* SOAL TERTULIS A: Dalam kutipan tentang seorang ibu janda, apa yang menyebabkan suaminya meninggal?
* SOAL TERTULIS B: Tuliskan lanjutan kutipan tentang seorang ibu janda, dimulai setelah kalimat terakhirnya.

* KUTIPAN TERSEDIA:
Label

Jumat, 28 Desember 2012

Kesabaran adalah ilmu yang tidak ada habisnya





“Selama anaknya masih hidup, meski wajah telah berkerut, meski rambut telah beruban, dan masih ada pula sisa tenaganya, seorang ibu masih rela dan sanggup jadi hamba. Lalu kapan si anak hendak balas jasa?!”

Adalah seorang ibu dari dua anak laki-laki yang sedang merantau di Jakarta. Juga berstatus janda yang ditinggal mati oleh suaminya karena sakit. Meskipun usianya baru kepala empat, tetapi tidak juga Si Ibu ini punya niat untuk menikah lagi. Malah ia memilih mengabdikan diri menjadi istri yang setia. Tak pernah bosan menziarahi makam suaminya untuk berdoa dan membersihkannya. Mengajarkan ilmu cinta kepada anak-anaknya. Ada keinginan untuk melihat hidup anaknya dewasa kelak: bahagia dan bersahaja. Ada juga harapan untuk dapat menumpang hidup kepada anak pertamanya di usia senjanya nanti.

Tetapi, Si Ibu ini tahu betul cita-cita anaknya—yang tak jauh berbeda dengannya. Dimana rumah cinta yang menjadi peninggalan kakek dan neneknya sudah mulai rapuh dan tak bisa diandalkan lagi dalam segala cuaca. Lebih tua dari usia anak pertamanya. Ada juga untuk menyambung harapan ia meminta kepada anak pertamanya agar membawa istrinya ke rumah cinta yang jauh dari kata sederhana itu jika menikah nanti. Karenanya, apabila mendapatkan uang kiriman dari anak-anaknya, ia pun selalu menyisakan untuk sekedar membeli bahan-bahan bangunan, semampunya. Seperti yang sudah dilakukannya. Menganti pintu rumahnya, Mengganti beberapa lembar seng yang bocor, dan mengganti tiangnya yang keropos. Bahkan pagar gedeknya pun ditambal dengan tripleks tipis, walau hanya pada ruang kamar tidur saja.

* DATA TERCATAT:
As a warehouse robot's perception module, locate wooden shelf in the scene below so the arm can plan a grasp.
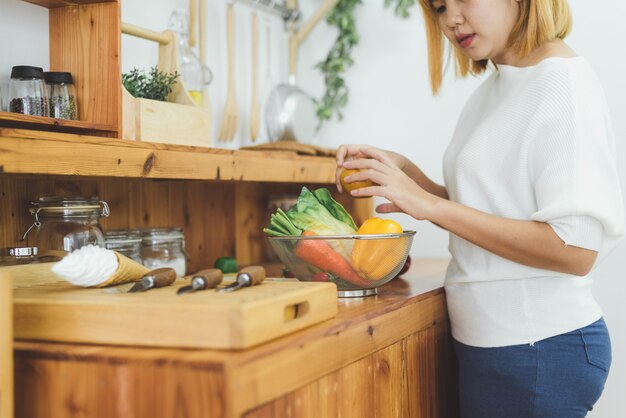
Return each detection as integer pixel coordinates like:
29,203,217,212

* HASIL AKHIR A: Suaminya meninggal karena sakit.

* HASIL AKHIR B:
Semua itu dilakukannya sebagai pengingat bagi anaknya bahwa rumah cinta adalah cita-cita pertamanya yang harus segera diwujudkan, sedangkan menulis dan taman baca adalah impiannya yang memang juga harus diperjuangkan walau berat dan susah. Karena itu ia tidak marah ataupun sedih ketika mengetahui bahwa anaknya membeli laptop dengan cara kredit untuk menggapai impianya itu. Malah ia rela korbankan perasaan saat ada saudara-saudaranya yang memiliki pemikiran lain—kalau itu hanya untuk gaya-gayaan saja.

Pernah, salah satu teman anaknya mengatakan; “anaknya mainan laptop ibunya menggendong karung!” pada Si Ibu ketika melihatnya pulang dari kebun teh sebagai kuli pemetik daun teh. Tetapi dengan tenang Si Ibu menjawab; 'biar berkah'.

Bicara soal berkah, entah kapan Si Ibu ini merasakannnya. Tetapi banyak yang ia contohkan kepada anaknya. Pernah anaknya marah karena ada tetangga yang menaruh barang di rumahnya. Kemudian kursi yang menjadi pengisi salah satu ruangan dalam rumah dipinjamnya pula. Tetapi Si Ibu itu tetap sabar dan menenangkan anaknya yang marah karena tersinggung; rumah ibunya bukan gudang. Akan tetapi, kini Si Ibu ini memilih tinggal (tidur, masak, mandi dll) di rumah bibinya yang juga sudah dianggap sebagai ibu kandungnya. Semua itu bukan karena menghindar dari saudara perempuannya (kakak) yang sedikit tidak waras dan suka mengamuk. Tetapi karena pengabdian kepada seorang bibi yang sudah dianggapnya sebagai ibu, itu.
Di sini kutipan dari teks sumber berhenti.